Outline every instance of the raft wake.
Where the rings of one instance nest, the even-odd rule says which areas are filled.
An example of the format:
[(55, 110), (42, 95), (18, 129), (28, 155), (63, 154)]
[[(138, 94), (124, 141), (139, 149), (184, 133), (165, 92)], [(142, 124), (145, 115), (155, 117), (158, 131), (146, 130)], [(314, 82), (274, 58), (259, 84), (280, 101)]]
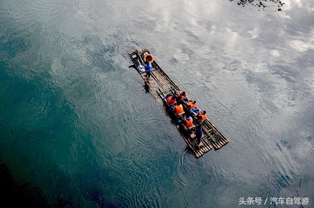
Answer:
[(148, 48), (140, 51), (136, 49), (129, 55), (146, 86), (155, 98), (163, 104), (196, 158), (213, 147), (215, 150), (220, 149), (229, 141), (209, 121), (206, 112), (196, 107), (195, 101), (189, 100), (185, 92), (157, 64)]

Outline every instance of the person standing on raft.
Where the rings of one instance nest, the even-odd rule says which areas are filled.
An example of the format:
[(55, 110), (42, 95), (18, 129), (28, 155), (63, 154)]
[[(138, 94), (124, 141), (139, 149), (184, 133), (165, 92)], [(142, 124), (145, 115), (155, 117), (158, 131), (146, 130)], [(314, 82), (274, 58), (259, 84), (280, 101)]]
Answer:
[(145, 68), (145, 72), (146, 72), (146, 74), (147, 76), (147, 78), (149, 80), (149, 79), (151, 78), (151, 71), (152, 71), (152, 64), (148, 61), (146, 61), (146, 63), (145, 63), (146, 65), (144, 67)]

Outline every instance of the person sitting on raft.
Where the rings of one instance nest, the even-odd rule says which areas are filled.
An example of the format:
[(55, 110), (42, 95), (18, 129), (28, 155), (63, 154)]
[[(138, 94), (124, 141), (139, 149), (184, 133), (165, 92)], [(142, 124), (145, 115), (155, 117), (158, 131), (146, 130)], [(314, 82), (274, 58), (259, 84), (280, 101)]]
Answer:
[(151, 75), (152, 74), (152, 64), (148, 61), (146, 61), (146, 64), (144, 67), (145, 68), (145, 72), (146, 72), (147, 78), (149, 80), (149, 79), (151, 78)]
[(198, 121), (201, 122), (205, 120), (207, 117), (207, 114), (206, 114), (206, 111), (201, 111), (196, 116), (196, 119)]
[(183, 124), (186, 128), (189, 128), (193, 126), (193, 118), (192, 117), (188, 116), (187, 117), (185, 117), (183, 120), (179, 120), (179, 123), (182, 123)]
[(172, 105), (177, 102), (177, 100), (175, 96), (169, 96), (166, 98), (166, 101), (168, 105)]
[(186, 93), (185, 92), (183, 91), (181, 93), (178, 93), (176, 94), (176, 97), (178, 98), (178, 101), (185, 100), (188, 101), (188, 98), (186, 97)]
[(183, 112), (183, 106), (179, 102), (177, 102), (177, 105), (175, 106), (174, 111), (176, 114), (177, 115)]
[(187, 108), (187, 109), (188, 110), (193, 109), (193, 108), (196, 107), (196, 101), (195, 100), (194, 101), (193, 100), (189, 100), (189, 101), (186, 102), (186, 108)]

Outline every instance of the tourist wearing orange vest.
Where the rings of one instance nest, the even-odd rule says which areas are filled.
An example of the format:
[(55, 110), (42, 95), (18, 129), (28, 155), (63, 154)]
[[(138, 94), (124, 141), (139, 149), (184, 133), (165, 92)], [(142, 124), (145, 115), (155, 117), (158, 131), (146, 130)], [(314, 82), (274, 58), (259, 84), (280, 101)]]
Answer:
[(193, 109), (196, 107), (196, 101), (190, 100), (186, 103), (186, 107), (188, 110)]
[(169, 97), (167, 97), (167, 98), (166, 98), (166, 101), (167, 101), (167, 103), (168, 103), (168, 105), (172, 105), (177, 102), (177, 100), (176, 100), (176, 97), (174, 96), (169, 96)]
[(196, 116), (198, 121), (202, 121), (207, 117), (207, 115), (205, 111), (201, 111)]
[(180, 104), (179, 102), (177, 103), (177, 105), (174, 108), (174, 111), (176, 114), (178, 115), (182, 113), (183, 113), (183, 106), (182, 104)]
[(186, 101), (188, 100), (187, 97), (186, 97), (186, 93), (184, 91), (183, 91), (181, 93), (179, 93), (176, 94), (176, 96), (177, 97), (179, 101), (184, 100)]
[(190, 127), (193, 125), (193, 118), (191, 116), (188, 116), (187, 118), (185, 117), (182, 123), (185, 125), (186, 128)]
= = =
Rewrite the rows from the start through the line that contains "65), (144, 67)]", inclusive, swapping "raft" for "canoe" and changing nothing else. Leave the pictures out of your answer.

WORKED SOLUTION:
Outline every instance of the canoe wake.
Where the rings of one instance nest, the even-odd rule says which areas are filled.
An example of the format:
[(55, 110), (42, 95), (18, 129), (28, 155), (63, 154)]
[[(138, 94), (124, 141), (139, 149), (184, 133), (165, 92)], [(142, 124), (145, 115), (155, 117), (158, 131), (146, 130)], [(314, 82), (274, 58), (259, 84), (280, 101)]]
Answer:
[(148, 48), (140, 51), (136, 49), (129, 55), (146, 86), (155, 98), (163, 104), (196, 158), (213, 147), (215, 150), (220, 149), (229, 141), (209, 121), (206, 112), (196, 107), (195, 101), (189, 100), (185, 92), (157, 64)]

Outline every instance of the person standing on canoe.
Where the rings of one instance nest, the even-odd rule says which areas are filled.
An example of the format:
[(55, 110), (42, 95), (18, 129), (28, 155), (63, 154)]
[[(138, 94), (124, 141), (139, 149), (184, 133), (165, 92)], [(142, 124), (145, 115), (155, 117), (158, 131), (146, 130)], [(314, 82), (274, 58), (259, 84), (280, 101)]]
Answer:
[(145, 68), (145, 72), (146, 72), (146, 74), (147, 76), (147, 78), (149, 80), (149, 79), (151, 78), (151, 71), (152, 71), (152, 64), (148, 61), (146, 61), (146, 63), (145, 63), (146, 65), (144, 67)]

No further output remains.